Collected data:
__________

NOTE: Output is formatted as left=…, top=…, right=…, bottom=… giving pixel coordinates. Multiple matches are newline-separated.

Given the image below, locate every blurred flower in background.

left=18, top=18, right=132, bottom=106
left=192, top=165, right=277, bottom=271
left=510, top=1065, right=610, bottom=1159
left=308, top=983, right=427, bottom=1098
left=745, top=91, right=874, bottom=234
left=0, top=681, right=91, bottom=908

__________

The task: Retype each record in full, please.

Solution to the exercise:
NOTE: Output is formatted as left=…, top=…, right=…, bottom=… giving pixel coordinates. Multiple matches are newline-separated.

Given the image below, locate every blurred flower in background.

left=18, top=18, right=132, bottom=106
left=192, top=165, right=277, bottom=271
left=510, top=1065, right=610, bottom=1159
left=308, top=983, right=427, bottom=1098
left=745, top=91, right=874, bottom=234
left=0, top=681, right=91, bottom=908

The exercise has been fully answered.